# [Written exercise]
Reproduce the following material exactly, including every line.

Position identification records
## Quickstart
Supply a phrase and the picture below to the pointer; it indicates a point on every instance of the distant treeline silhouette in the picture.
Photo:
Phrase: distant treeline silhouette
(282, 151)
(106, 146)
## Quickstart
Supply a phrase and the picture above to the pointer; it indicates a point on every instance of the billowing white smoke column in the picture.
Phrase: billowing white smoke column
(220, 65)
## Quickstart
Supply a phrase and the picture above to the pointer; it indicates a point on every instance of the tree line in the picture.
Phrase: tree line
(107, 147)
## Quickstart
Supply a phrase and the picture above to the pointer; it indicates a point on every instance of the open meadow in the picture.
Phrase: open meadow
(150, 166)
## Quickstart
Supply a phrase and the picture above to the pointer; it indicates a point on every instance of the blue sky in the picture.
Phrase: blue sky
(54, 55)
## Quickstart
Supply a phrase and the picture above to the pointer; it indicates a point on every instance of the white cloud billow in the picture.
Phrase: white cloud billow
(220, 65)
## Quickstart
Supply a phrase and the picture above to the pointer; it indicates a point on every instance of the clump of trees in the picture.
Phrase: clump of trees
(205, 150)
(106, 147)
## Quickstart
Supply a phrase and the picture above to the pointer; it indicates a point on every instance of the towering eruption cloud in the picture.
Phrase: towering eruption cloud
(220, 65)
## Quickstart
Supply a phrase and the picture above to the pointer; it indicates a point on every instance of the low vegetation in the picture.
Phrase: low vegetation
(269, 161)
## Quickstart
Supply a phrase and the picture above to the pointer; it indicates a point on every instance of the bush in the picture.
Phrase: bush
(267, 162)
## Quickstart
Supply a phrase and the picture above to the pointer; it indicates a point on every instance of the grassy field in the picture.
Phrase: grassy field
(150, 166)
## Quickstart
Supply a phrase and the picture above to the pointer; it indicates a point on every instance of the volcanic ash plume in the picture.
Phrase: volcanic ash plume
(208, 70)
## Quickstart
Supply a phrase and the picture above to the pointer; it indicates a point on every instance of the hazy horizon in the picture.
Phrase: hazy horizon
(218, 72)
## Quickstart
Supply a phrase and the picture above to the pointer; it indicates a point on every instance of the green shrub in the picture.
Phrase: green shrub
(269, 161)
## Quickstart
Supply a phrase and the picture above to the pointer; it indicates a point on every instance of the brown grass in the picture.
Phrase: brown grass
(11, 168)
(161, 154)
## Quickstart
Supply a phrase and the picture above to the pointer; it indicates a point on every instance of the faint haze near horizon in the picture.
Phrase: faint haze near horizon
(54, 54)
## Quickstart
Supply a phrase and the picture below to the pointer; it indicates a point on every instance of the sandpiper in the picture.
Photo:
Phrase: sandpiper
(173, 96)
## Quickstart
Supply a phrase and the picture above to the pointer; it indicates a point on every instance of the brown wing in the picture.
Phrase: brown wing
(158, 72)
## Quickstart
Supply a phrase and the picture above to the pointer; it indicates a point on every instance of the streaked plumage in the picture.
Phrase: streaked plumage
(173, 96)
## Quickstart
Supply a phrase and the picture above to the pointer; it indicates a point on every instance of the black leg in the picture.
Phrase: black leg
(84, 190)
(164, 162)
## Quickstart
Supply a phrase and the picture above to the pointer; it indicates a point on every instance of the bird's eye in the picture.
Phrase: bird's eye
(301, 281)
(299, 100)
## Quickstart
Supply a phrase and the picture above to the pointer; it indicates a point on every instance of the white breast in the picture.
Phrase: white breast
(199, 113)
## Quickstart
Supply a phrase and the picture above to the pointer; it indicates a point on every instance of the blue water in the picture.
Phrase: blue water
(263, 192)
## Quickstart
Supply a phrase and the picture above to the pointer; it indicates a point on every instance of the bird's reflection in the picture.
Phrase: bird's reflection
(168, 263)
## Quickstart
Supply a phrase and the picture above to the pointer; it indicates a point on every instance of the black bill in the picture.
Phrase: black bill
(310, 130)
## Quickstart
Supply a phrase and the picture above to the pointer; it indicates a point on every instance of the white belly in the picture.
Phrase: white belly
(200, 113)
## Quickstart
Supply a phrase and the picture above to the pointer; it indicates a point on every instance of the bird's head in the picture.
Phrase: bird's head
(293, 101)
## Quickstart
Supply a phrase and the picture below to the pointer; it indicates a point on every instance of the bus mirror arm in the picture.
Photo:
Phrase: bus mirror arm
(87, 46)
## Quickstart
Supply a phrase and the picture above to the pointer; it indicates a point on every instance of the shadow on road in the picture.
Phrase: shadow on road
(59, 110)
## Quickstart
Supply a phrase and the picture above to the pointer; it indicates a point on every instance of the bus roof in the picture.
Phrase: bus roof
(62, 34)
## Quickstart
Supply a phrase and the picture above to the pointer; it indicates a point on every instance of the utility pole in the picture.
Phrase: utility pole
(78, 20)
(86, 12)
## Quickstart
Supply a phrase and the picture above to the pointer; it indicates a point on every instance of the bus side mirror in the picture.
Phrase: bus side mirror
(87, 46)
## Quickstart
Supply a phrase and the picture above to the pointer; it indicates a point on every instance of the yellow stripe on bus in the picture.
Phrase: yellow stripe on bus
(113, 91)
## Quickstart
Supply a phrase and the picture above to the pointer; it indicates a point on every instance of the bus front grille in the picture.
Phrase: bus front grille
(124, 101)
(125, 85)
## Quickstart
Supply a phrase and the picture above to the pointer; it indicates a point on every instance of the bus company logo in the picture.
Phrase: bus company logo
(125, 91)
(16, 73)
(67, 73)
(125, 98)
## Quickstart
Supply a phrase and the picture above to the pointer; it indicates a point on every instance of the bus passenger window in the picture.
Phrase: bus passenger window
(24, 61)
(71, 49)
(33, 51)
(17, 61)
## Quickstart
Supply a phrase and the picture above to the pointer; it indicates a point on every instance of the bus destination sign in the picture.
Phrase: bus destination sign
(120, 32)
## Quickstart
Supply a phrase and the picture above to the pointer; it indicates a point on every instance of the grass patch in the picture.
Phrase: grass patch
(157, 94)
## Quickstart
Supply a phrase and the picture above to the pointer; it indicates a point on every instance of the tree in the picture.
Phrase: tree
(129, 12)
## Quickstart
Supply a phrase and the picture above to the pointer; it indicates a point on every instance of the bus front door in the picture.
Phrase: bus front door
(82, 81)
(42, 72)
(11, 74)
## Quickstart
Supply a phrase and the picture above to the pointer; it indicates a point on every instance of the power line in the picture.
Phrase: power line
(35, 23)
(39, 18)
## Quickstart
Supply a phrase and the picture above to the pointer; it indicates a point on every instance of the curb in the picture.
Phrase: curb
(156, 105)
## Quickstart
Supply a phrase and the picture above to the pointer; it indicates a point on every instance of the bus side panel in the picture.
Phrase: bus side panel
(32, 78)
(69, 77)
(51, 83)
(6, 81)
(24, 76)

# [Completed exercise]
## Quickstart
Supply a phrase and the picture below to the pointer; it indicates a point on every instance of the distant treeline silhouette in the picture.
Photo:
Phrase: distant treeline silhouette
(282, 151)
(106, 146)
## Quickstart
Supply a phrase and the picture above to the pointer; it indicates a point on every instance of the billowing white smoke column in the picture.
Phrase: billowing white smoke column
(220, 65)
## Quickstart
Supply a phrase and the picture above to the pointer; it indicates a point on every instance of the tree line in the picture.
Phrase: tree line
(107, 147)
## Quickstart
Supply a phrase and the picture above to the pointer; it indicates a point on every instance of the open meadow in the picture.
Phrase: open meadow
(150, 166)
## Quickstart
Supply a phrase and the picture above to the pointer; it indicates a point on every instance of the blue sky in the picture.
Phrase: blue sky
(54, 55)
## Quickstart
Supply a phrase and the picture above to the pointer; it indicates a point on every instance of the white cloud billow in the picture.
Phrase: white cloud billow
(220, 65)
## Quickstart
Supply a phrase and the picture above to the pointer; it indicates a point on every instance of the clump of trees in the picture.
Phrase: clump of trees
(205, 150)
(106, 147)
## Quickstart
Supply a phrase and the picture above to the pointer; it indicates a point on every instance of the towering eruption cloud in the picture.
Phrase: towering eruption cloud
(220, 65)
## Quickstart
Supply a phrase and the picture above to the pointer; it indicates a point on every instance of the low vegetation in the picture.
Phrase: low vegetation
(269, 161)
## Quickstart
Supply a phrase and the picture above to the pointer; it indicates a point on every instance of the bush in the picture.
Phrase: bush
(267, 162)
## Quickstart
Supply a phrase and the picture above to the pointer; it indicates a point on every instance of the grassy field in the picture.
Phrase: grassy field
(150, 166)
## Quickstart
Supply a phrase and the picture above to the pointer; it indicates a point on every instance of the volcanic ash plume in the picture.
Phrase: volcanic ash plume
(208, 70)
## Quickstart
Supply a phrase and the picture above to the pointer; it indicates a point on every instance of the hazy horizon in the picture.
Phrase: hazy horizon
(218, 72)
## Quickstart
Supply a phrase and the picture above to the pointer; it indicates a point on every instance of the green shrub in the picture.
Phrase: green shrub
(269, 161)
## Quickstart
Supply a phrase and the picture above to the pointer; it indicates a point on every instance of the brown grass in the picture.
Phrase: brown grass
(11, 168)
(161, 154)
## Quickstart
Supply a phrase and the picture above to the pointer; it indicates a point on every instance of the faint haze near horizon in the picture.
Phrase: faint haze near horizon
(54, 54)
## Quickstart
Supply a phrase and the picture below to the pointer; it indicates a point on every instance of the sandpiper in the picture.
Photo:
Phrase: sandpiper
(173, 96)
## Quickstart
Supply a phrase and the picture above to the pointer; it indicates a point on every instance of the brown wing in the picture.
Phrase: brown wing
(158, 72)
## Quickstart
Supply a phrase and the picture above to the pointer; it indicates a point on every instance of the streaked plumage in the picture.
Phrase: streaked plumage
(173, 96)
## Quickstart
Supply a phrase and the picture above to the pointer; it indicates a point on every instance of the black leg in the picture.
Phrase: black leg
(84, 190)
(164, 162)
## Quickstart
Supply a phrase and the picture above to the pointer; it indicates a point on every instance of the bird's eye in the picture.
Phrase: bird's eye
(301, 281)
(299, 100)
## Quickstart
Supply a phrase and the picture above to the pointer; it indicates a point on every instance of the white breast in the picture.
Phrase: white breast
(199, 113)
## Quickstart
Supply a phrase and the picture above to the pointer; it indicates a point on every instance of the blue water in the picture.
Phrase: blue water
(263, 192)
## Quickstart
Supply a phrase and the picture above to the pointer; it indicates a point on every instance of the bird's reflection in the picture.
Phrase: bird's reflection
(168, 263)
## Quickstart
Supply a phrase and the picture above to the pointer; it indicates a point on every instance of the black bill in the picture.
Phrase: black bill
(310, 130)
## Quickstart
Supply a phrase and the picture above to the pointer; it indicates a point on every instance of the white belly in the picture.
Phrase: white belly
(200, 113)
## Quickstart
Supply a phrase and the picture above to the pointer; it indicates a point on every instance of the bird's head in the picture.
Phrase: bird's head
(293, 101)
## Quickstart
Supply a phrase and the picture below to the pointer; it indicates a point on every instance of the bus mirror arm in the picture.
Photo:
Phrase: bus mirror arm
(87, 46)
## Quickstart
Supply a phrase and the picture above to the pointer; it indicates a point on every instance of the shadow on road in the picture.
Phrase: shadow on road
(59, 110)
## Quickstart
Supply a phrase and the picture above to the pointer; it indicates a point on every instance of the bus roof in the picture.
Phrase: bus roof
(62, 34)
## Quickstart
Supply a phrase and the picture above to the pointer; it indicates a point on every instance of the utility pole in the picture.
Phrase: utility pole
(78, 20)
(86, 12)
## Quickstart
Supply a phrase and the picture above to the pointer; it indicates a point on every instance of the bus side mirror in the picture.
Phrase: bus side mirror
(87, 46)
## Quickstart
Supply a phrase and the picture above to the pointer; it indicates a point on every instance of the yellow stripe on bus in the picture.
Phrase: yellow stripe on bus
(113, 91)
## Quickstart
Supply a phrase and the picture above to the pointer; it indicates a point on every instance of the bus front grille in the picture.
Phrase: bus front grille
(124, 101)
(125, 85)
## Quickstart
Supply a phrase and the picture above to the pointer; it indicates a point on every instance of the bus company logo in the picture.
Phrase: bus company logo
(125, 91)
(16, 73)
(67, 73)
(125, 98)
## Quickstart
Supply a phrase and the picture above to the pointer; it indicates a point on every instance of the bus passenger window in the picture.
Phrase: bus passenger window
(24, 61)
(71, 49)
(33, 51)
(17, 61)
## Quickstart
Supply a phrase and the picture above to the pointer; it indicates a point on every instance of the bus destination sign in the picture.
Phrase: bus destination sign
(120, 32)
## Quickstart
Supply a phrase and the picture above to the pointer; it indicates a point on every instance of the grass patch in the picture.
Phrase: grass patch
(157, 94)
## Quickstart
Supply a phrase and the picture above to the pointer; it indicates a point on every instance of the tree in the picture.
Phrase: tree
(129, 12)
## Quickstart
Supply a phrase and the picture above to the pointer; it indicates a point on every instance of the bus front door in the picture.
Phrase: bus front door
(82, 81)
(42, 72)
(11, 74)
## Quickstart
Supply a phrase and the picture above to the pointer; it indicates a point on every instance of the power line in the picture.
Phrase: power line
(35, 23)
(39, 18)
## Quickstart
Supply a phrase and the picture above to the pointer; it indicates a point on every instance of the curb in the picture.
Phrase: curb
(156, 105)
## Quickstart
Supply a phrase and the picture above to the pointer; it indicates a point on every instance of the bus side panel in the picture.
Phrase: bus side panel
(32, 78)
(69, 77)
(51, 83)
(6, 81)
(24, 76)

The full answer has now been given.